Next week, voters in Lewiston will choose between diametrically opposed visions for the future of Maine’s second largest city. Make no mistake, the outcome of the run-off election for mayor has huge implications for all Mainers in the run up to next year’s statewide election, when all 186 seats in the Maine Legislature are up for grabs.

Democratic candidate Ben Chin outpolled incumbent Republican Bob Macdonald on Nov. 3 but fell short of a majority, setting up the run-off on Dec. 8.

To say the campaign has been contentious would be an understatement. In recent weeks, Chin’s apologists have circled the wagons to protect him from his own record of leftist extremism, including a paper trail of sermons that have raised eyebrows.

In his role as a lay minister at Trinity Episcopal Church in Lewiston, Chin has used the pulpit as a campaign platform to attack Christians who don’t share his radical views on social issues. In a sermon he delivered six years ago, Chin’s smug condemnation of “most Christian churches” for allegedly waging campaigns to deny women their rights and “squeeze the life out of the poor” is posted online for anyone who cares to take a few minutes to read it. That sermon is a gratuitous insult and a slap in the face to Christians all over Maine but particularly to pro-life Catholics in Lewiston. More recently, in a sermon three years ago, Chin used his pulpit to hammer Gov. Paul LePage and Republican legislators for our welfare reform package that reigned in the budget-busting expansion of medical welfare under former Gov. John Baldacci.

* **WORK ITEM**:
Continue the Lewiston mayoral run-off passage from its final sentence. The items that follow were drawn from a separate source.

* **Saved data entries**:
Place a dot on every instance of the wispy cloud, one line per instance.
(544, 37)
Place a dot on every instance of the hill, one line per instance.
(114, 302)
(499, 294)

* **WRITTEN ANSWER**:
When he’s not spouting partisan political rhetoric from the pulpit, Chin serves as political director for the Maine People’s Alliance, a left-wing progressive nonprofit that is now the tail that wags the Democratic dog in Maine politics. MPA and its twin sister, Maine People’s Resource Center, have a combined annual budget of $2 million to spend pushing their leftist agenda. More welfare and open borders are top priorities.

That’s why the run-off mayoral election in Lewiston has such profound statewide implications. If Chin prevails on Dec. 8, his Maine People’s Alliance will have a trophy mayor to trot around the state campaigning for far left legislative candidates.

Here’s the good news.

In his run for re-election last year, Gov. Paul LePage got more votes than any governor in Maine history. Thanks to his courageous leadership, Maine voters have connected the dots between decades of one-party, liberal misgovernance by Democrats in Augusta and the wreckage LePage inherited when he took office less than five years ago.

LePage is a man on a mission in his second term. His vision is to leave Maine in better shape than he found it. That’s why he has given his enthusiastic endorsement to a new group that will go toe to toe with the Maine People’s Alliance to restore limited government and free markets in Maine and New England.

The New England Opportunity Project has the vision, the plan and the team to fill the vacuum that exists on the right side of Maine policy and politics. We will challenge the liberal status quo that has wrecked our regional economy, and we will fight fire with fire when leftist radicals such as Chin pose as advocates for the poor and dispossessed. We will unmask and expose these wolves in sheep’s clothing and lead a policy revolution to educate voters about what’s at stake in municipal and legislative elections.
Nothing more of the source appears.